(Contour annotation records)

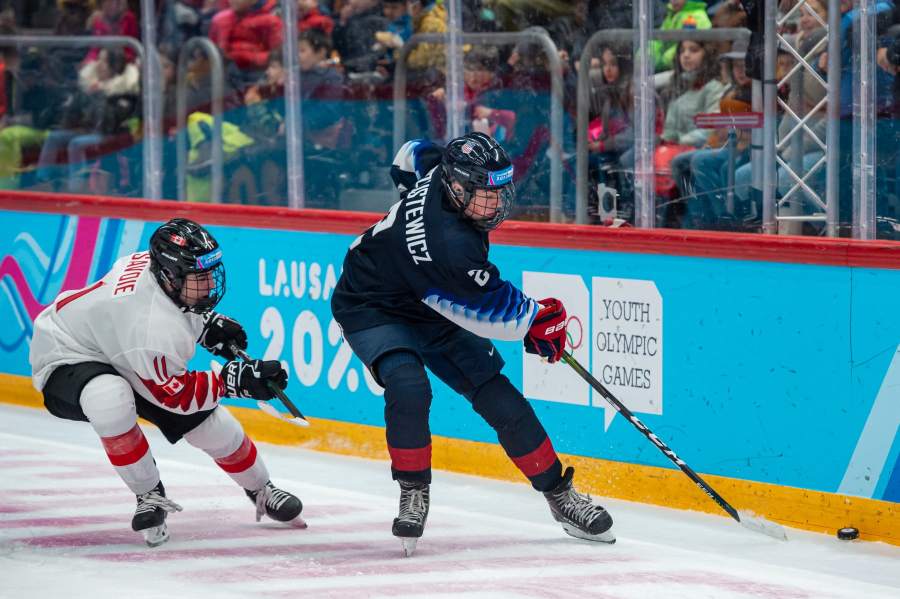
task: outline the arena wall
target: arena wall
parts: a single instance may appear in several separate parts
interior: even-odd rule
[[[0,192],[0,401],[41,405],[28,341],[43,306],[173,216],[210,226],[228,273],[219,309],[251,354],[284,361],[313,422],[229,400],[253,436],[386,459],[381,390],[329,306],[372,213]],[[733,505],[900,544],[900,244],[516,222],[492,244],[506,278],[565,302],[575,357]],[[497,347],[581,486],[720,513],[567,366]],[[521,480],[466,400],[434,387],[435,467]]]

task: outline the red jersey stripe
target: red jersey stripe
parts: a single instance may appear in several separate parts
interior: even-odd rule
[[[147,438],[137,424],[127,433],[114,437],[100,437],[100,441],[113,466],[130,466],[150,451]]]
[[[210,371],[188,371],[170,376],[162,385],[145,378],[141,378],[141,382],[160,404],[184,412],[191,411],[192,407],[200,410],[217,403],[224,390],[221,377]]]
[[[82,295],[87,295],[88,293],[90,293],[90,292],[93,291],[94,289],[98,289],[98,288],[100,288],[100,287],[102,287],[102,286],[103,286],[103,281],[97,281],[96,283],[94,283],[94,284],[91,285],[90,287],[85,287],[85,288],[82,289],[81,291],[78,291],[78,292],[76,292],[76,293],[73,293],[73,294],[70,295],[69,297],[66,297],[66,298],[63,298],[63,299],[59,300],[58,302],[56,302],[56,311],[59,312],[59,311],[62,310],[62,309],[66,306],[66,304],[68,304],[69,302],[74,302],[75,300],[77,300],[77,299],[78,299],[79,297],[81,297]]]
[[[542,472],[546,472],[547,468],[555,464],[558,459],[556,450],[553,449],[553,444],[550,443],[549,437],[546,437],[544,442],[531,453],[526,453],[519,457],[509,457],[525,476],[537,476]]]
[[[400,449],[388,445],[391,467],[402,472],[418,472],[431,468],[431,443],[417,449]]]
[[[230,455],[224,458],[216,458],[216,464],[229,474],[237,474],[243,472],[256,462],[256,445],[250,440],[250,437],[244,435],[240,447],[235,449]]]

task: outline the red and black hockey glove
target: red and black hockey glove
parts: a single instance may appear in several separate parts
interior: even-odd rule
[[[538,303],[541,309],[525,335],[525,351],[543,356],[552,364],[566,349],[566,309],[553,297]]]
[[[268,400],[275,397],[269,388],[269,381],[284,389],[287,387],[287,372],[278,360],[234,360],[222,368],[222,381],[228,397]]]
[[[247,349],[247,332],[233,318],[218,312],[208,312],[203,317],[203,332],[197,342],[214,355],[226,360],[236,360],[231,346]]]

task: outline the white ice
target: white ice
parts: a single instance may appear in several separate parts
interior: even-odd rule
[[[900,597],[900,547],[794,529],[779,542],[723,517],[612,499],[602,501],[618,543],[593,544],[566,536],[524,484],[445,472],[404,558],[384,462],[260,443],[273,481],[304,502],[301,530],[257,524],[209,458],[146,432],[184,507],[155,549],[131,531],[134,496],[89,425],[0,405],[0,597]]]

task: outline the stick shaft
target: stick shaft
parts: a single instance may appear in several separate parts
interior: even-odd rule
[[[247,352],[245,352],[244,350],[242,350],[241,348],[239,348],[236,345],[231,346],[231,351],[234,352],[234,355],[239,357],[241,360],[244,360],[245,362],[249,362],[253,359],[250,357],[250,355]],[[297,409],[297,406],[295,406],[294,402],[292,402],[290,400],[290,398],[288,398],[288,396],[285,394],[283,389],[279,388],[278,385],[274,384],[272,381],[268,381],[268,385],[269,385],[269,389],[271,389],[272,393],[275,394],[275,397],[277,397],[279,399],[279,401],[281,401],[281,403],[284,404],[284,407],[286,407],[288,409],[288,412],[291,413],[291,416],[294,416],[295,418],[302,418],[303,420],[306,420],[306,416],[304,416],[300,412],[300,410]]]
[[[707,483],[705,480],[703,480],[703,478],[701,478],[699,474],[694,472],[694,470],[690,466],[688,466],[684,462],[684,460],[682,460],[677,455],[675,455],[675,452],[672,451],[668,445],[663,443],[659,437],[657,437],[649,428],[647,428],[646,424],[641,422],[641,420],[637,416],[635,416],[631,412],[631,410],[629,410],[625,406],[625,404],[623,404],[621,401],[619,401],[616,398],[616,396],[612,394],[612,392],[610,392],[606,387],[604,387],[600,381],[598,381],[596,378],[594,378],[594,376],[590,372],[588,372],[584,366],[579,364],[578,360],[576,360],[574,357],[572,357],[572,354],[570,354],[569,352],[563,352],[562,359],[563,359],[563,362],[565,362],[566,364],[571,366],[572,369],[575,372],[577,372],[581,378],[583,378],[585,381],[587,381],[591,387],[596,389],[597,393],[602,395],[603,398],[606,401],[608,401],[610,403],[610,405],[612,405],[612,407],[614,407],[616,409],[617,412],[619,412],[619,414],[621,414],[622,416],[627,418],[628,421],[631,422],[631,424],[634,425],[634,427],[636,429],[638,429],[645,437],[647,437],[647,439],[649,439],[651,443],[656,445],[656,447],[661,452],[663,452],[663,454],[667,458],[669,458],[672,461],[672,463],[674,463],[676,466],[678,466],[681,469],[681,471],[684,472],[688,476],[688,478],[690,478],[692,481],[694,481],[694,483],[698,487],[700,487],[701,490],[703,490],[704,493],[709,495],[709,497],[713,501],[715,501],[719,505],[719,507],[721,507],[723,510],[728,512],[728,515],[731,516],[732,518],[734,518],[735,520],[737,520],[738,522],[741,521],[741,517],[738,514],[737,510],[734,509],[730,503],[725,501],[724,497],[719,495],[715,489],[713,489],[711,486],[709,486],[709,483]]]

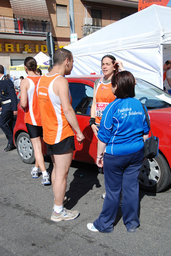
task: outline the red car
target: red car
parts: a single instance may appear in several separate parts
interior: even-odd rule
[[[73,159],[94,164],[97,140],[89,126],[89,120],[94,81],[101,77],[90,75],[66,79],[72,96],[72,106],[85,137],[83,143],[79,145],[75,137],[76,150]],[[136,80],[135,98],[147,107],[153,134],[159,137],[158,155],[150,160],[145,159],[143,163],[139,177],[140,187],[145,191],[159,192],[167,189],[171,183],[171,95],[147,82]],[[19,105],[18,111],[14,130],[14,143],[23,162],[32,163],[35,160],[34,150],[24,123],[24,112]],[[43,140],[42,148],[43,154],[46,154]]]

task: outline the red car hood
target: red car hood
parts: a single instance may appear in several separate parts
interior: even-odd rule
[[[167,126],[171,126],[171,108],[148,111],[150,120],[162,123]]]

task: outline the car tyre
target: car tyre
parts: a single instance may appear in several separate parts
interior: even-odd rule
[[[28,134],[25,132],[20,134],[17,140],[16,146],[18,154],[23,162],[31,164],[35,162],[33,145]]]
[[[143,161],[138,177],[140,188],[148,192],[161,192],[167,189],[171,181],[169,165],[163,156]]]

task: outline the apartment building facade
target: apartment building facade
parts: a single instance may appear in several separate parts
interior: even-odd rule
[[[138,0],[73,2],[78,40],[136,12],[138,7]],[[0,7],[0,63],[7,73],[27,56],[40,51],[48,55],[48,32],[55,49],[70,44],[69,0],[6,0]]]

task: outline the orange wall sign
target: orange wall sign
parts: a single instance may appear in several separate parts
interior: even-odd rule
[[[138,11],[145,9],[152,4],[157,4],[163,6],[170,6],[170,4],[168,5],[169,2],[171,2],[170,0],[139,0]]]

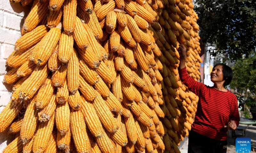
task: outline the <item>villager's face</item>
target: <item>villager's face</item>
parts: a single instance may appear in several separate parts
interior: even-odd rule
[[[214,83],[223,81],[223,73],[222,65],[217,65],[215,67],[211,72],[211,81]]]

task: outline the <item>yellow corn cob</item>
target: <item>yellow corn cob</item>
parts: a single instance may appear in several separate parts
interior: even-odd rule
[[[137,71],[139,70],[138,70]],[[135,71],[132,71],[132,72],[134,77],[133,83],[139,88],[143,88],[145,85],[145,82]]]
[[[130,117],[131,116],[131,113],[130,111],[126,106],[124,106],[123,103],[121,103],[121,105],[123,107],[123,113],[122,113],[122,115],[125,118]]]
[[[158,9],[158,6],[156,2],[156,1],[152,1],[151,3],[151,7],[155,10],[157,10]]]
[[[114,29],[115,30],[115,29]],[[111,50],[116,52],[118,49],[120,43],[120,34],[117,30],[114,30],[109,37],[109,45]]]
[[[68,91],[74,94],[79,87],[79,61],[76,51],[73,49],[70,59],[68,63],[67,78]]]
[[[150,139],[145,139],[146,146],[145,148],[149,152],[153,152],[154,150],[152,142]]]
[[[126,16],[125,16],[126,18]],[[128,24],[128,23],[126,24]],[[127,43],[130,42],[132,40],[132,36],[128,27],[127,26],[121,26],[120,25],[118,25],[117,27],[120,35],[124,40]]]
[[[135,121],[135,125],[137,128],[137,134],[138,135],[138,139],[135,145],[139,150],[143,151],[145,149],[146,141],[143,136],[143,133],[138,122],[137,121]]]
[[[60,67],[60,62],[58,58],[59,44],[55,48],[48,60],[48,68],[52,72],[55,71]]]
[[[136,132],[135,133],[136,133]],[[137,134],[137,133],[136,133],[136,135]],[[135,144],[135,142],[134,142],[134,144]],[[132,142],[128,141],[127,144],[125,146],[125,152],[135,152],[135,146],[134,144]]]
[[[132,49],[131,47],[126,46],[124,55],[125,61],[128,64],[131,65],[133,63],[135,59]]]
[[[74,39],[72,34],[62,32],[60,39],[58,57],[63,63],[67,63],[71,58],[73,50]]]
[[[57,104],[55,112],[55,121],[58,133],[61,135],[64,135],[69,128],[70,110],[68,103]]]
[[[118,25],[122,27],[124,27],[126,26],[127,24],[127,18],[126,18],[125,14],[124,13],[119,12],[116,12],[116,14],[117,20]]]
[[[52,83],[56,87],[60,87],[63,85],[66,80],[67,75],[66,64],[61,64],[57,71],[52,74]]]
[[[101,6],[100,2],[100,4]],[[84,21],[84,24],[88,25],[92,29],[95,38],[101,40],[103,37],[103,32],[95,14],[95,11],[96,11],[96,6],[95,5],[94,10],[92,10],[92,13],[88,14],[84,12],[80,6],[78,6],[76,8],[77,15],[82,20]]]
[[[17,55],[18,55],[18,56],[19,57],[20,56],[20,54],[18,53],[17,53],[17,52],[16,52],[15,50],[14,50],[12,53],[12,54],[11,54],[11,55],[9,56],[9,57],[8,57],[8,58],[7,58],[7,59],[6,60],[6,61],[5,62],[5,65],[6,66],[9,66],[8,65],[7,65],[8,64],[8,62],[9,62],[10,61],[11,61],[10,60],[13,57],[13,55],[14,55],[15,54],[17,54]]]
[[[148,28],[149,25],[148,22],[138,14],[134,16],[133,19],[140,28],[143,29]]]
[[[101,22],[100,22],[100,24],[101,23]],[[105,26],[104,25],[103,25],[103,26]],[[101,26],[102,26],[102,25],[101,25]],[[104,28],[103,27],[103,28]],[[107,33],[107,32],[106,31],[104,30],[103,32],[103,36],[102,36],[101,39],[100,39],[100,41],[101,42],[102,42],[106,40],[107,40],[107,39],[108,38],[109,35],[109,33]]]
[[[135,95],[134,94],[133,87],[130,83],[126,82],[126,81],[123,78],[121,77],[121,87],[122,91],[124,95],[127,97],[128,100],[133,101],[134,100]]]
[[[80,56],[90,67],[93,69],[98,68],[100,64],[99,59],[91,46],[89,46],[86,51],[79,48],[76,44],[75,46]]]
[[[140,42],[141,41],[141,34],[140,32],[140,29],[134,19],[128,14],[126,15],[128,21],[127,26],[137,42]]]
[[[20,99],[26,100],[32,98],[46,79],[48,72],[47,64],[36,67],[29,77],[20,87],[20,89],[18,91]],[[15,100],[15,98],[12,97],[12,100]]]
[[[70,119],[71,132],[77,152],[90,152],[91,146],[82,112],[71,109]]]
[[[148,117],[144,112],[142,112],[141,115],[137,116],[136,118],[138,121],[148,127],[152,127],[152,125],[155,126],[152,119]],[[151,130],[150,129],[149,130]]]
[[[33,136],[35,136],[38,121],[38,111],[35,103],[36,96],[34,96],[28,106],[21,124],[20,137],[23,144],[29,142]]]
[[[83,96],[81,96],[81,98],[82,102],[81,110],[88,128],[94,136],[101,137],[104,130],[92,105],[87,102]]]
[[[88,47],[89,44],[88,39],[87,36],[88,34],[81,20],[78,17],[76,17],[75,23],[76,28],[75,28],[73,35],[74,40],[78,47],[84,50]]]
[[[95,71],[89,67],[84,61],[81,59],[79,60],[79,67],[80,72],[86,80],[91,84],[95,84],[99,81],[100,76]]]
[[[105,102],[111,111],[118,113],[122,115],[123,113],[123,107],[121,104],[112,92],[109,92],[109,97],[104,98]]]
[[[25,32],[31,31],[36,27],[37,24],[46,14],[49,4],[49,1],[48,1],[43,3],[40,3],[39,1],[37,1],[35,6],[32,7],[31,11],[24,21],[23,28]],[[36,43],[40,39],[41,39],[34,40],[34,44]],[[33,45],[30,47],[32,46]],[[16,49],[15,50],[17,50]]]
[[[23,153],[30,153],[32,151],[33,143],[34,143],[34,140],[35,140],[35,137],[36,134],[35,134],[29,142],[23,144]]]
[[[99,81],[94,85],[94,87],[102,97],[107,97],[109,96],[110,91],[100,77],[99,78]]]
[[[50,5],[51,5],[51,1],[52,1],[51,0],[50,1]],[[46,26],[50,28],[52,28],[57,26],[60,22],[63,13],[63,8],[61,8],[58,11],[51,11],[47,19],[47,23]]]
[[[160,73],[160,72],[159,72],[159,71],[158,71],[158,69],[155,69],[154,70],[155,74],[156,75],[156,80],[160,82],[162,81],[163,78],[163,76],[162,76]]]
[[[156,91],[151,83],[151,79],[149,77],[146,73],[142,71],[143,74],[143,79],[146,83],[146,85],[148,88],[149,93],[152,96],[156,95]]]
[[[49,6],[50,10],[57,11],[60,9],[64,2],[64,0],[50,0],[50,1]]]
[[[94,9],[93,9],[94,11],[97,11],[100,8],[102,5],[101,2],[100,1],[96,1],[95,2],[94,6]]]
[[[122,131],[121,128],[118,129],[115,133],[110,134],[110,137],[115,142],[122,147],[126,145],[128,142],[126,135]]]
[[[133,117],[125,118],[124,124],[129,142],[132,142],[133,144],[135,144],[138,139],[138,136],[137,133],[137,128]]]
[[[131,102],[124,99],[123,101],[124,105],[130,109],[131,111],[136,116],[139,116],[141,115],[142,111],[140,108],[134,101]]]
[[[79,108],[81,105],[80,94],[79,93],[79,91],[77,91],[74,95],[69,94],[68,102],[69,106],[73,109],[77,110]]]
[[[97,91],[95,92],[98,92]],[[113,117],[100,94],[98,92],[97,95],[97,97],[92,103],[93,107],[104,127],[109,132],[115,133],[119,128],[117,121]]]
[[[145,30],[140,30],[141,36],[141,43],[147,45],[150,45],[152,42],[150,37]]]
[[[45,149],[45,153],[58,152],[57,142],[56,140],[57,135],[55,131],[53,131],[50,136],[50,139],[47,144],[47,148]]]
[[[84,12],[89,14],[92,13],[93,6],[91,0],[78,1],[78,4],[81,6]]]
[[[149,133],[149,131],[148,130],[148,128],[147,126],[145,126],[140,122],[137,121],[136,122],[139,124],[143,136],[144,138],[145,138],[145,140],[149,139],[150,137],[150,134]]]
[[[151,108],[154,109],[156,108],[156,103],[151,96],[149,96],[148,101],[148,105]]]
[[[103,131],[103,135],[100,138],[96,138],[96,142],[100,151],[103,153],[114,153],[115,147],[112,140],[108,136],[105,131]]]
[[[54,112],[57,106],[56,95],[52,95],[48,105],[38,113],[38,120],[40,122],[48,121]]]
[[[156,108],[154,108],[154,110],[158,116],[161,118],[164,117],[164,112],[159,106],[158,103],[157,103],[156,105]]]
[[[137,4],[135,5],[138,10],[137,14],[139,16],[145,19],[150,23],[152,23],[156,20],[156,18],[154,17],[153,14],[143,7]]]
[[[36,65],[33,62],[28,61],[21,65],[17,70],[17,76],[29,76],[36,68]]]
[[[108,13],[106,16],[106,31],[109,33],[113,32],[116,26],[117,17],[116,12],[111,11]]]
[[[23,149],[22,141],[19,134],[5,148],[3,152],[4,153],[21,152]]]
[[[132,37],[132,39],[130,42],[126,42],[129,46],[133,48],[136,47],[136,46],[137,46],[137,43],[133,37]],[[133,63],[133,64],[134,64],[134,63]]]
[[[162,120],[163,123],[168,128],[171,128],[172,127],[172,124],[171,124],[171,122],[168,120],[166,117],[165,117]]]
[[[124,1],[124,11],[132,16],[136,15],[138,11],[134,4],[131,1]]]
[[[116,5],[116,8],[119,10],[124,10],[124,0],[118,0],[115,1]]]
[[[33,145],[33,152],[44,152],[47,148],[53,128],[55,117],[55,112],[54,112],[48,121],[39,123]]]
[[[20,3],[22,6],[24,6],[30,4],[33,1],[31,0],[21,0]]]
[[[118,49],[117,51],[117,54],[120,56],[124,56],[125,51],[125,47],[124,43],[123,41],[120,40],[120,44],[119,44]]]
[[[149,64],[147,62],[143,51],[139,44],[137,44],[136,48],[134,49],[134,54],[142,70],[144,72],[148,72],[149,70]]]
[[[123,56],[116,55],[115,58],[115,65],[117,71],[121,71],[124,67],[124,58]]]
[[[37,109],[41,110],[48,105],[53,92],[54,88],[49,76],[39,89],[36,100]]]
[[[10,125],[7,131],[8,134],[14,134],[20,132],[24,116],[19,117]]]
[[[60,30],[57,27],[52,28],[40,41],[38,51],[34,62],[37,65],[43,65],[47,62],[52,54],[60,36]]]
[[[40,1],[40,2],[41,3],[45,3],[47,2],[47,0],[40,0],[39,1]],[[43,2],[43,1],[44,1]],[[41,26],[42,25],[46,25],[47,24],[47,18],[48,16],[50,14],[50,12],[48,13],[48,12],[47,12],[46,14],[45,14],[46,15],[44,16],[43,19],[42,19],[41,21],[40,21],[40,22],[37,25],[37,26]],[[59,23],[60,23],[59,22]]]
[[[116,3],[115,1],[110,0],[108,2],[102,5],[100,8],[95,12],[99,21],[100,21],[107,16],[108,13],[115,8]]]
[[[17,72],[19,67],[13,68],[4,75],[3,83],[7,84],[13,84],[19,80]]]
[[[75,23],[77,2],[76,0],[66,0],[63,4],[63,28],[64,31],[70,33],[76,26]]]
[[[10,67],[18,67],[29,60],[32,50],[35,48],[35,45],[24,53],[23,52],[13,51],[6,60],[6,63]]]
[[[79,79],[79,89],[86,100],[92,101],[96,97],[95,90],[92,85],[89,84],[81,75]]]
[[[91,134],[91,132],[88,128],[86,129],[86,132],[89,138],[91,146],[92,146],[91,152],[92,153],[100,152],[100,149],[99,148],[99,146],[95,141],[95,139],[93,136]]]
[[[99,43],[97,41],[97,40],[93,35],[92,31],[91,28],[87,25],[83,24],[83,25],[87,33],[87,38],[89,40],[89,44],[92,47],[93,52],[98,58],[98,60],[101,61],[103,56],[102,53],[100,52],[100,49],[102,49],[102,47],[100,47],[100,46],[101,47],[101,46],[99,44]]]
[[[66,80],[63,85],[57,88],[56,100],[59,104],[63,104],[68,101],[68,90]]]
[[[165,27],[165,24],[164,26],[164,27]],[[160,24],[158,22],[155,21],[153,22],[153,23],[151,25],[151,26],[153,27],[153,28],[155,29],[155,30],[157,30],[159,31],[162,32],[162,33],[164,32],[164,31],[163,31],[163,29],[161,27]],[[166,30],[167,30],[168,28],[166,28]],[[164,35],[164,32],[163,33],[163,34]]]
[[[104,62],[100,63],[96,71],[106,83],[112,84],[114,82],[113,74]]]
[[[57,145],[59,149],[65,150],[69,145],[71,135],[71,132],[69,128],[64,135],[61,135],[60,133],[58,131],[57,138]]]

Task instructions> Please extract every line above that contains the string "wall" and copy each one in full.

Reply to the task>
task: outline the arena wall
target: arena wall
task: outline the orange wall sign
target: orange wall sign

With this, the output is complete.